== WHAT IS BEING ASKED ==
Copy out all of the entries below, changing each "single space" to "single tab" and keeping everything else the same.
--- START DATA FOR PROCESSING ---
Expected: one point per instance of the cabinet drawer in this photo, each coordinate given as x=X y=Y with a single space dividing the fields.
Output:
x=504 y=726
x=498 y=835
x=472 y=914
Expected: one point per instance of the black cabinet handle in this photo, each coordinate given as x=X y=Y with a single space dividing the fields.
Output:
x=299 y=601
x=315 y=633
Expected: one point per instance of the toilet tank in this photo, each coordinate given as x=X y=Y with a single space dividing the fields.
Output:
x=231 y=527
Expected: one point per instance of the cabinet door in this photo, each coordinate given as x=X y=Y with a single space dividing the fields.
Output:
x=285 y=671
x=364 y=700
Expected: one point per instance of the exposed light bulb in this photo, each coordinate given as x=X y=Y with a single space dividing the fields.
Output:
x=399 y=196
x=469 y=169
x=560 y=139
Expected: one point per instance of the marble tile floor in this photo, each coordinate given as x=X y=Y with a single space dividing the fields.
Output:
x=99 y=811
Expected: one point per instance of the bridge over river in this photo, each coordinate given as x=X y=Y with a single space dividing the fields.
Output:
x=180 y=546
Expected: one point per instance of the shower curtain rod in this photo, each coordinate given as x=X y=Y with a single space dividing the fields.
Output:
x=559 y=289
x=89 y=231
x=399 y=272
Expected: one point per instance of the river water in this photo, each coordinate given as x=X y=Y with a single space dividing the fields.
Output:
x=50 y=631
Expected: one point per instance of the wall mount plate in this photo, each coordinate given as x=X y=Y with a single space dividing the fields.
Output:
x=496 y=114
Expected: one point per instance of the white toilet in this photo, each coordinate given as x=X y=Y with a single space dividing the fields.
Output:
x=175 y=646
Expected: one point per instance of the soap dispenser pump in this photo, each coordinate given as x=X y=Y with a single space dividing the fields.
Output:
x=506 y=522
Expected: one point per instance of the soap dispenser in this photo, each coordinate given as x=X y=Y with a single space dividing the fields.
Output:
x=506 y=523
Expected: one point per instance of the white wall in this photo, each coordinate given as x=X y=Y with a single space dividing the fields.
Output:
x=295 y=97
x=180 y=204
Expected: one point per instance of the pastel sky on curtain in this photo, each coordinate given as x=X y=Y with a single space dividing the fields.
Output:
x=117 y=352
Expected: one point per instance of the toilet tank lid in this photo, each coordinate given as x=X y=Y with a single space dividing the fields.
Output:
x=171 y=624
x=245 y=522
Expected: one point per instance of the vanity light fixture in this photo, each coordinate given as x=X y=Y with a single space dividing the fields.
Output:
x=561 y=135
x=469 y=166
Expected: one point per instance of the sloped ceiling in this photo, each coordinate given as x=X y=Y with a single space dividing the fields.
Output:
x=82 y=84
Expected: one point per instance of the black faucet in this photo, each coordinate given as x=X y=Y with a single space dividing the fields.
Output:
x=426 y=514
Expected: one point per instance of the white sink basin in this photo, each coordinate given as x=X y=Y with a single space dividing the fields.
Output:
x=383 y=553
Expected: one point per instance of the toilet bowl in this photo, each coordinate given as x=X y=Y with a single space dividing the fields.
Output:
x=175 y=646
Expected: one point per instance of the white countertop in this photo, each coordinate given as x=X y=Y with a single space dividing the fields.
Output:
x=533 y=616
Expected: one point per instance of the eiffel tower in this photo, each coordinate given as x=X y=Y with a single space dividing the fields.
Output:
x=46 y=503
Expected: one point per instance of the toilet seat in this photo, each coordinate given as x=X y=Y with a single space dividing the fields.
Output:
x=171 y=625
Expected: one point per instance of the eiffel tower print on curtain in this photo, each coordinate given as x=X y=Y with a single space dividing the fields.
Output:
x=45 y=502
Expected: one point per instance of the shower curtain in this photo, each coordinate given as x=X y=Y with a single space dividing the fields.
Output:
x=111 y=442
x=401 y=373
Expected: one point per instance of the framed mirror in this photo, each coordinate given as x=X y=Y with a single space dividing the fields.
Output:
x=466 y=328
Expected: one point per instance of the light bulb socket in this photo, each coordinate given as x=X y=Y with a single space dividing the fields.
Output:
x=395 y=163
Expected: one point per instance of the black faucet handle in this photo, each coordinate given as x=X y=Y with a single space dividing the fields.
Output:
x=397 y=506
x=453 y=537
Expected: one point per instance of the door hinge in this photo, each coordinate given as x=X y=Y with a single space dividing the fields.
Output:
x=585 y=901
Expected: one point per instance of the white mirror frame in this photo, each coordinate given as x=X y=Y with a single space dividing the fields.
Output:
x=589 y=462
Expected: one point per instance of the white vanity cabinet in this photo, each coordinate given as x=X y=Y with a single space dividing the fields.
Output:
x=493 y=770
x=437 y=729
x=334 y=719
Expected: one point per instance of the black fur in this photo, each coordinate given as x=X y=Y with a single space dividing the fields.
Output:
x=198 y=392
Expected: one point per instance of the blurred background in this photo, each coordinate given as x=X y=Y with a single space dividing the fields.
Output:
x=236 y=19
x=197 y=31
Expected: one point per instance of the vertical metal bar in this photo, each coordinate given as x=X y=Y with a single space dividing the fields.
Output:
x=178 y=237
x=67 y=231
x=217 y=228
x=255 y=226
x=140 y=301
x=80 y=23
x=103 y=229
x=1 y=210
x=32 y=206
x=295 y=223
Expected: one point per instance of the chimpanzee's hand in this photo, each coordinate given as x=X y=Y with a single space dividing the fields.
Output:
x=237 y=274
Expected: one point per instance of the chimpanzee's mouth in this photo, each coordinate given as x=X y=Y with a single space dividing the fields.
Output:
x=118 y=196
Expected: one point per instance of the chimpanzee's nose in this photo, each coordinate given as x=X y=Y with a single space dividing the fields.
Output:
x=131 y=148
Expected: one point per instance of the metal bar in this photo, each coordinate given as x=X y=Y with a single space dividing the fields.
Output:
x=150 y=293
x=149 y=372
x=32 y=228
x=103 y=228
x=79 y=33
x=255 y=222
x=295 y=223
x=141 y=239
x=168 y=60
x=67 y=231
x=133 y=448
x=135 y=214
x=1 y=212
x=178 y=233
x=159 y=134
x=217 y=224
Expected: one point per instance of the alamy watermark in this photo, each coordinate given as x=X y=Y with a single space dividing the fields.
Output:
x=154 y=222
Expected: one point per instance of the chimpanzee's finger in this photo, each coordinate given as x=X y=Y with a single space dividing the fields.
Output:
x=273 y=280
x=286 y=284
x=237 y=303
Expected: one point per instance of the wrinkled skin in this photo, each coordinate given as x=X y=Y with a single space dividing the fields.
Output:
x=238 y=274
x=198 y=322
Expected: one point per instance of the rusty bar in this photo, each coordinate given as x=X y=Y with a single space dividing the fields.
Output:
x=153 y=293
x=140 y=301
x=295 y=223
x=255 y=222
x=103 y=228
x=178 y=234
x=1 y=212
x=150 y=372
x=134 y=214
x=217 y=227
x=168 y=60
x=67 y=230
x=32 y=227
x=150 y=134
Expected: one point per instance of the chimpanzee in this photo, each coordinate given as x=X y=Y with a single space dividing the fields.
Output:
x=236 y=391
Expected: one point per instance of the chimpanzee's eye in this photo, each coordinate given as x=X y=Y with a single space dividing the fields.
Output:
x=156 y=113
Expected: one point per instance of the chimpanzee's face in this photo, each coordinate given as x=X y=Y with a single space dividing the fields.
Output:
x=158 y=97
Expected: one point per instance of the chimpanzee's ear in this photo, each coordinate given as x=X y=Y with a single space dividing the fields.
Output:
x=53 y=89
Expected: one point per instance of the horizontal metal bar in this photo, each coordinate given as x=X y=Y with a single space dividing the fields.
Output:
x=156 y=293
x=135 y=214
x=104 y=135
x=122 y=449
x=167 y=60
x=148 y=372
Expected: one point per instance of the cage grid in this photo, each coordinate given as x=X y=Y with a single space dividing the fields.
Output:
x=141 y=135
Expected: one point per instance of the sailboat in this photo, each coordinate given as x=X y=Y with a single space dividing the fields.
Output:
--- END DATA FOR PROCESSING ---
== RESULT ==
Expected: one point per instance of the cabinet drawer in this photo, each coordinate given as x=X y=Y with a single tab dividing the fields.
Output:
x=504 y=726
x=498 y=835
x=472 y=914
Expected: one point per instance of the black cabinet handle in this photo, each coordinate given as x=X y=Y with a single tab dividing the fields.
Output:
x=299 y=601
x=315 y=633
Expected: one point per instance of the toilet tank in this photo, each coordinate given as x=X y=Y with a single tab dividing the fields.
Output:
x=231 y=527
Expected: one point per instance of the cabinet door in this photo, each coordinate given as x=X y=Y with a single tab dividing the fields.
Output:
x=285 y=671
x=364 y=700
Expected: one point per instance of the exposed light bulb in this photo, each coordinate given as x=X y=Y with a single tab dividing the fields.
Output:
x=399 y=196
x=469 y=169
x=560 y=139
Expected: one point per instance of the marble tile floor in this photo, each coordinate given as x=X y=Y with a single tab dividing the fields.
Output:
x=99 y=811
Expected: one point per instance of the bridge over river in this photo, each coordinate given as x=X y=Y with a single tab dividing the fields.
Output:
x=180 y=546
Expected: one point per instance of the shower curtain rod in this photo, each coordinate given as x=X y=Y with a single tab dividing the fields.
Output:
x=559 y=289
x=89 y=231
x=399 y=272
Expected: one point per instance of the river water in this photo, each coordinate given as x=X y=Y with a single tab dividing the fields.
Output:
x=50 y=631
Expected: one point per instance of the wall mount plate in this photo, each coordinate given as x=X y=Y with a single tab dividing the fields.
Output:
x=496 y=114
Expected: one point per instance of the white toilet in this photo, each coordinate given as x=X y=Y with a single tab dividing the fields.
Output:
x=175 y=646
Expected: one point per instance of the soap dispenser pump in this photo, each coordinate given as x=X y=Y with a single tab dividing the fields.
Output:
x=506 y=522
Expected: one point per instance of the soap dispenser in this photo, each coordinate given as x=X y=Y with a single tab dividing the fields.
Output:
x=506 y=523
Expected: one point per instance of the white wall in this photo, each coordinate given as x=X y=Y with a single tab dividing the fields.
Output:
x=295 y=97
x=180 y=204
Expected: one point per instance of the pastel sky on curtain in this photo, each coordinate given as x=X y=Y with a single tab dividing the fields.
Output:
x=117 y=352
Expected: one point per instance of the toilet tank lid in this photo, each coordinate given as x=X y=Y with a single tab dividing the fields.
Output:
x=171 y=624
x=245 y=522
Expected: one point per instance of the vanity light fixture in this photo, each coordinate given as x=X y=Y with a single tab dividing the fields.
Output:
x=561 y=135
x=469 y=166
Expected: one point per instance of the sloped ceiling in this photo, each coordinate given as x=X y=Y with a single tab dividing the fields.
Output:
x=82 y=84
Expected: one point per instance of the black faucet in this photo, each coordinate given as x=X y=Y with a single tab dividing the fields.
Output:
x=426 y=514
Expected: one point per instance of the white sink basin in this photo, each coordinate given as x=X y=Y with a single tab dividing the fields.
Output:
x=383 y=553
Expected: one point per instance of the toilet bowl in this photo, each coordinate given as x=X y=Y with a single tab dividing the fields.
Output:
x=175 y=646
Expected: one point per instance of the white countertop in this photo, each coordinate given as x=X y=Y with a single tab dividing the fields.
Output:
x=533 y=616
Expected: one point per instance of the eiffel tower in this photo, each coordinate given as x=X y=Y with a single tab dividing the fields.
Output:
x=46 y=503
Expected: one point per instance of the toilet seat in this photo, each coordinate given as x=X y=Y with a single tab dividing the fields.
Output:
x=171 y=625
Expected: one point per instance of the eiffel tower print on curtain in this photo, each coordinate given as x=X y=Y with a single tab dividing the fields.
Output:
x=45 y=502
Expected: one point per instance of the shower curtain in this photo, each coordinate given as x=X y=Y with a single tab dividing the fields.
Output:
x=111 y=442
x=401 y=373
Expected: one point per instance of the framed mirror in this photo, each coordinate given as x=X y=Y with a single tab dividing the fields.
Output:
x=466 y=328
Expected: one point per instance of the light bulb socket in this photo, each coordinate given as x=X y=Y with a single tab dividing the fields.
Output:
x=395 y=163
Expected: one point per instance of the black faucet handle in this photo, each coordinate given as x=X y=Y with a single tab dividing the fields.
Output:
x=397 y=506
x=453 y=537
Expected: one point per instance of the door hinge in this photo, each coordinate given as x=X y=Y with a single tab dividing the fields.
Output:
x=585 y=901
Expected: one point per instance of the white mirror frame in this photo, each coordinate given as x=X y=Y with a single tab dividing the fields.
Output:
x=589 y=462
Expected: one point per instance of the white vanity cabinet in this photo, each coordinate given as x=X y=Y with a single tab dividing the fields.
Output:
x=493 y=770
x=437 y=729
x=334 y=719
Expected: one point per instance of the black fur in this photo, each coordinate given as x=X y=Y with a single tab dividing the fields.
Output:
x=198 y=392
Expected: one point per instance of the blurred background in this photo, each coordinate given as x=X y=Y with a single tab dividing the fields.
Output:
x=236 y=19
x=197 y=31
Expected: one point per instance of the vertical metal bar in this photo, each coordinate given as x=X y=Y with a single tab dividing the fields.
Output:
x=178 y=237
x=67 y=231
x=217 y=228
x=255 y=226
x=140 y=301
x=80 y=23
x=103 y=229
x=1 y=210
x=32 y=206
x=295 y=223
Expected: one point per instance of the chimpanzee's hand in this photo, each coordinate given as x=X y=Y with a single tab dividing the fields.
Output:
x=237 y=274
Expected: one point per instance of the chimpanzee's mouth in this photo, each coordinate given as x=X y=Y with a single tab dividing the fields.
Output:
x=118 y=196
Expected: one point per instance of the chimpanzee's nose in this photo, each coordinate given as x=X y=Y with a single tab dividing the fields.
Output:
x=131 y=148
Expected: one point per instance of the metal bar in this photo, each coordinate given as x=X y=Y with a single tab dividing the fields.
Output:
x=150 y=293
x=149 y=372
x=32 y=228
x=103 y=228
x=79 y=33
x=255 y=222
x=295 y=223
x=141 y=239
x=168 y=60
x=67 y=231
x=133 y=448
x=135 y=214
x=1 y=212
x=178 y=233
x=159 y=134
x=217 y=224
Expected: one point per instance of the alamy watermark in this photo, each coordinate given as x=X y=Y with a single tab dividing the fields.
Output:
x=154 y=222
Expected: one point per instance of the chimpanzee's finger in this photo, each coordinate given as x=X y=Y with a single tab dividing the fields.
Output:
x=273 y=280
x=286 y=284
x=237 y=303
Expected: one point per instance of the wrinkled skin in this photo, each coordinate given as x=X y=Y with a single tab dividing the fields.
Output:
x=238 y=274
x=198 y=322
Expected: one point per instance of the rusty bar in this photo, each coordinate given as x=X y=Y with a single tab dividing the fields.
Output:
x=153 y=293
x=140 y=301
x=295 y=223
x=255 y=222
x=103 y=228
x=178 y=234
x=1 y=212
x=150 y=372
x=134 y=214
x=217 y=227
x=168 y=60
x=67 y=230
x=32 y=227
x=150 y=134
Expected: one point per instance of the chimpanzee in this photo, each coordinate given as x=X y=Y with a single tab dividing the fields.
Output:
x=236 y=391
Expected: one point per instance of the chimpanzee's eye in this photo, each coordinate given as x=X y=Y with a single tab dividing the fields.
Output:
x=156 y=113
Expected: one point per instance of the chimpanzee's face in this photo, each coordinate given as x=X y=Y with a single tab dividing the fields.
Output:
x=158 y=97
Expected: one point per instance of the chimpanzee's ear in this photo, each coordinate given as x=X y=Y with a single tab dividing the fields.
Output:
x=53 y=89
Expected: one point per instance of the horizontal metal bar in this photo, each coordinate given as x=X y=Y with a single tab dividing the fields.
Output:
x=156 y=293
x=135 y=214
x=104 y=135
x=122 y=449
x=167 y=60
x=148 y=372
Expected: one point per instance of the cage grid in this photo, each coordinate given as x=X y=Y with a single tab dividing the fields.
Output:
x=141 y=135
Expected: one point per instance of the sailboat in this photo, each coordinate given as x=X y=Y with a single tab dividing the fields.
Output:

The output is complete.